--- START ---

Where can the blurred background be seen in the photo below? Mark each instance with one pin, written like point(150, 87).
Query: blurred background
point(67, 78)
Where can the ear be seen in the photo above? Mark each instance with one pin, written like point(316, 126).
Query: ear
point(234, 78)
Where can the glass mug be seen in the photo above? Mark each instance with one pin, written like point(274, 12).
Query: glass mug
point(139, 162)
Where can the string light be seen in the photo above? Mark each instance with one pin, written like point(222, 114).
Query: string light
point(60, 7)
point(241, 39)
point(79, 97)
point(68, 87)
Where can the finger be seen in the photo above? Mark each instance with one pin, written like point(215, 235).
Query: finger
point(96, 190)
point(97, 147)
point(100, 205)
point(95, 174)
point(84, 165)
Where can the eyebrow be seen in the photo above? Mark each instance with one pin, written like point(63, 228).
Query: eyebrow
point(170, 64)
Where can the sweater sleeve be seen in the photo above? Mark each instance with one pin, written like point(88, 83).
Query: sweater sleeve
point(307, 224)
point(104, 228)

--- END ---

Reproduce every entry exactly, with nothing added or dropped.

▶ _TASK OUTPUT_
Where can the blurred background be seen in the photo below? Mark each instance with one pin, written like point(150, 87).
Query: blurred background
point(67, 78)
Where can the ear be seen in the photo above? Mark each instance with one pin, written like point(316, 126).
Query: ear
point(234, 78)
Where can the glass mug be seen in the photo above? Mark each instance with one pin, written like point(274, 12).
Query: glass mug
point(139, 162)
Where can the string light be seen in the photo above? Mark each instance with one pin, written like point(222, 114).
Query: string light
point(60, 7)
point(241, 39)
point(79, 97)
point(68, 87)
Where can the finger be seen in the photo above? Mark each instance with one pin, written like point(215, 235).
Query: finger
point(96, 190)
point(97, 147)
point(100, 205)
point(95, 174)
point(84, 165)
Where can the eyebrow be seen in the photo above? Mark each instance with one pin, written like point(63, 228).
Query: eyebrow
point(170, 64)
Where can the sweater sleeve be seen in the photo above? Mark each instance with one pin, written like point(88, 83).
Query: sweater sleeve
point(307, 224)
point(104, 228)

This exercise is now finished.